━━ Information provided ━━

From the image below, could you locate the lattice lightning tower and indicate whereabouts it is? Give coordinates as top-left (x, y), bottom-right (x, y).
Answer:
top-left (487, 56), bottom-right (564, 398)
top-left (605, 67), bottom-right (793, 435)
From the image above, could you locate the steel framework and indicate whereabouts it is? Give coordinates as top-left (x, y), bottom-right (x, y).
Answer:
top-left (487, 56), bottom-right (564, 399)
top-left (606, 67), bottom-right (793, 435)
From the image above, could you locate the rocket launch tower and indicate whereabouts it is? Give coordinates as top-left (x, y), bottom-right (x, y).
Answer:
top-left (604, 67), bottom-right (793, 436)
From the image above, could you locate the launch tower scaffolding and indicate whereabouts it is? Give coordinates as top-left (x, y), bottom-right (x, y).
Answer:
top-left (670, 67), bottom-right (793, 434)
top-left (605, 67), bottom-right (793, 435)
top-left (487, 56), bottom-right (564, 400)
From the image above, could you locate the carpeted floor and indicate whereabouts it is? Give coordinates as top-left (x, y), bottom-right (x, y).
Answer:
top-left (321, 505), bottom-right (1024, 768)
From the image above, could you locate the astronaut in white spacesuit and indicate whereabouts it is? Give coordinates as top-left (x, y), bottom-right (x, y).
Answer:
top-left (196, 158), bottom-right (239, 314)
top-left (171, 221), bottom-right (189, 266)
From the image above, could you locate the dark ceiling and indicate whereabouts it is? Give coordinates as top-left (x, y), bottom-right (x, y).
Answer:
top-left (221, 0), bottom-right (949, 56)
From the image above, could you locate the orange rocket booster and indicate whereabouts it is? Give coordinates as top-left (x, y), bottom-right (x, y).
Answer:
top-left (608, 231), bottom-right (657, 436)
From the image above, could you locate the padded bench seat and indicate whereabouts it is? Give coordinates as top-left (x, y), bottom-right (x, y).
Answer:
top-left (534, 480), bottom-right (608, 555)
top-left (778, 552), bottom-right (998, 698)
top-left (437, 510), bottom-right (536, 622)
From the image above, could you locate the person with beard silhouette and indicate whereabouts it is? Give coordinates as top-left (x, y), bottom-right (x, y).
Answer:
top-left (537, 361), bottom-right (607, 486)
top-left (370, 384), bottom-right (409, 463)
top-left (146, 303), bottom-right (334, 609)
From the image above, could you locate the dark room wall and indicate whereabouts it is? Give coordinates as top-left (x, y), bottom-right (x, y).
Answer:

━━━

Scale the part of the data that opens with the line containing "From the image above, could you locate the person" and closes with the line containing "top-left (370, 384), bottom-right (409, 463)", both lines included. Write out each of those lines again, requests included, with every coordinate in the answers multiplied by 2.3 and rounded to a whole number, halves rounding up.

**Exercise answer**.
From the image above, could you locate the person with beard silhouette and indicate whereabouts it is? Give coordinates as top-left (x, y), bottom-right (x, y).
Answer:
top-left (1235, 830), bottom-right (1396, 1118)
top-left (851, 883), bottom-right (941, 1065)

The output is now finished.